## Study material
_ _ _
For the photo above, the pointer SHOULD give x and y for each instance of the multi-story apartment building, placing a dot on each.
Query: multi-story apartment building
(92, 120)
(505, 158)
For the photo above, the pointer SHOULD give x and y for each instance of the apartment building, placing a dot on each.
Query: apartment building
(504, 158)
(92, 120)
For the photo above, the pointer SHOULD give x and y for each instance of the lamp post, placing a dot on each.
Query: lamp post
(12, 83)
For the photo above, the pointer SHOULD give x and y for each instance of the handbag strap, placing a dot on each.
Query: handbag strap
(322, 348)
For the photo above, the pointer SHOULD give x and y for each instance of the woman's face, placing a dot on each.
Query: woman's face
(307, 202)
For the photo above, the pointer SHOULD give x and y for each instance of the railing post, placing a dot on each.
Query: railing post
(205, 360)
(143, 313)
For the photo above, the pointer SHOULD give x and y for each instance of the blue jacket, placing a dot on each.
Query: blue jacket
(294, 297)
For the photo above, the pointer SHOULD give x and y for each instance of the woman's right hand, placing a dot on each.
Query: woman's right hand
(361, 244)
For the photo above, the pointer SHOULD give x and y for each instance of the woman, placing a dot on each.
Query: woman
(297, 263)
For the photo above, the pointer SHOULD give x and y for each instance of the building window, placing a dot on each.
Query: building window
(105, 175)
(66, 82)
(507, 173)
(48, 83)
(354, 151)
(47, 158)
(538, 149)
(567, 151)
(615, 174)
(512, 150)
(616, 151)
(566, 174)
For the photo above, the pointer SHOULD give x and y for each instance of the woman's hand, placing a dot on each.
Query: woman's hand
_ _ _
## Work item
Your task is to copy exactly, and only, the lines from the line with "Query: woman's right hand" through the last line of the entries, both included.

## Solution for this exercise
Query: woman's right hand
(361, 244)
For the photo above, the pointer SHOULD give x and y for each instance of the woman, placing a dot on each.
Query: woman
(297, 263)
For the photo above, the pointer SHOULD give x and y for each instance of the building window, placing a dot on each.
Query: building window
(105, 175)
(66, 82)
(507, 173)
(48, 83)
(354, 151)
(47, 158)
(538, 149)
(567, 151)
(615, 174)
(512, 150)
(616, 151)
(566, 174)
For the photo above, the pointer SHOULD give x and y for each instance of the woman's hand, placing a dot on each.
Query: woman's hand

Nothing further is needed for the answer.